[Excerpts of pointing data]
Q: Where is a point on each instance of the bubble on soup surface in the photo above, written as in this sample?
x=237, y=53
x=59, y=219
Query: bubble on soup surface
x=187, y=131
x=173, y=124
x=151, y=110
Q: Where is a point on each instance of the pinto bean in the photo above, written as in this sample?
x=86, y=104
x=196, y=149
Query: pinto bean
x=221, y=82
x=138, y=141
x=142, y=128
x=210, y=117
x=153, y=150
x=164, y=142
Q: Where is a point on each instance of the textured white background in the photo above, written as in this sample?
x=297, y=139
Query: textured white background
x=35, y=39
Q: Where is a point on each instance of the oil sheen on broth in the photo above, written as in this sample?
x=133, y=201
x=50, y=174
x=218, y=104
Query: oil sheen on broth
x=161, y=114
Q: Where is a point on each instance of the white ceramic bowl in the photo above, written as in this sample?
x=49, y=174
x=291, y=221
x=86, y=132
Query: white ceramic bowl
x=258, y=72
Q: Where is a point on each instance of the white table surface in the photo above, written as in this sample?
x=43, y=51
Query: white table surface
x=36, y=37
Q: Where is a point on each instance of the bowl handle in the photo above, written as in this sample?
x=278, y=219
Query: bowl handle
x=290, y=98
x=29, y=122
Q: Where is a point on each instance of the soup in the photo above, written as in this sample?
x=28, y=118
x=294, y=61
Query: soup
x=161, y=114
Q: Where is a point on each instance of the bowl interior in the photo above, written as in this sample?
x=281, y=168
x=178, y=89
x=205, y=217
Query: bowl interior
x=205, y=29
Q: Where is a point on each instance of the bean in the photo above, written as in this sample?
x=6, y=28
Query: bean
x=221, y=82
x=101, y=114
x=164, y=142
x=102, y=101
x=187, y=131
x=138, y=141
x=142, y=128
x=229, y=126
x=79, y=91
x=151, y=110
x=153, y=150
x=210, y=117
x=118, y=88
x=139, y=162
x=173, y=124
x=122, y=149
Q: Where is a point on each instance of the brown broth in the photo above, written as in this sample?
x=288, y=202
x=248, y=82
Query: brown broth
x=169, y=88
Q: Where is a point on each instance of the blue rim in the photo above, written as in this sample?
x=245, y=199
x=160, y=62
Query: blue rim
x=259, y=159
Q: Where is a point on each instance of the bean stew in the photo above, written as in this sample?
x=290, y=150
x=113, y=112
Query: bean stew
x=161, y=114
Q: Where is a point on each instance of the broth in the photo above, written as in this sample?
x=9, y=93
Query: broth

> **Problem**
Copy every row above verbatim, line for line.

> **Answer to this problem**
Q: Where is a point on each instance of the bubble on soup surface in the photo above, written as in this sample?
x=237, y=53
x=59, y=219
Query: bubble on soup surface
x=187, y=131
x=173, y=124
x=151, y=110
Q: Where is a point on each instance of the pinto bean in the photo above, written as in this sample?
x=86, y=104
x=196, y=149
Query: pinto bean
x=221, y=82
x=138, y=141
x=142, y=128
x=210, y=117
x=153, y=150
x=164, y=142
Q: Where is a point on each instance of the textured white background in the photo above, written as in this sample?
x=297, y=139
Query: textured white background
x=35, y=39
Q: Where is a point on each instance of the oil sheen on broth in the photo above, written as in this sample?
x=133, y=201
x=50, y=174
x=218, y=104
Query: oil sheen on broth
x=161, y=114
Q: Where is a point on each instance of the white ceramic bowl in the photo above, written as in this sample?
x=49, y=174
x=291, y=221
x=86, y=132
Query: white ceramic bowl
x=258, y=72
Q: Where is a point on each instance of the white table surface in the photo above, written as in this sample?
x=43, y=51
Query: white table surface
x=36, y=37
Q: Where is a point on each instance of the bowl handle in the photo above, written as in this sample?
x=278, y=219
Query: bowl handle
x=290, y=98
x=29, y=122
Q: Where is a point on each instance of the soup in the photo above, written as in this sample?
x=28, y=118
x=294, y=61
Query: soup
x=161, y=114
Q: Where is a point on each instance of the bowl interior in the photo above, written as in this sample?
x=281, y=168
x=178, y=89
x=205, y=217
Query: bowl interior
x=205, y=29
Q: Where is a point on each instance of the bean in the photo above, written as in this sample?
x=6, y=28
Query: bean
x=221, y=82
x=101, y=114
x=164, y=142
x=102, y=101
x=187, y=131
x=138, y=141
x=142, y=128
x=229, y=126
x=79, y=91
x=151, y=110
x=153, y=150
x=210, y=117
x=118, y=88
x=139, y=162
x=173, y=124
x=122, y=149
Q: Where is a point on each instance of the brown broth in the photo above, written as in this sample?
x=288, y=202
x=248, y=82
Query: brown broth
x=169, y=88
Q: Where is a point on each instance of the blue rim in the photo above, written as in this sample?
x=245, y=199
x=160, y=62
Query: blue rim
x=259, y=159
Q: Where is a point on each instance of the bean stew in the photo above, written as in this sample?
x=290, y=150
x=113, y=112
Query: bean stew
x=161, y=114
Q: Where is a point on each instance of the broth in the photo above, written as in this sample?
x=9, y=93
Query: broth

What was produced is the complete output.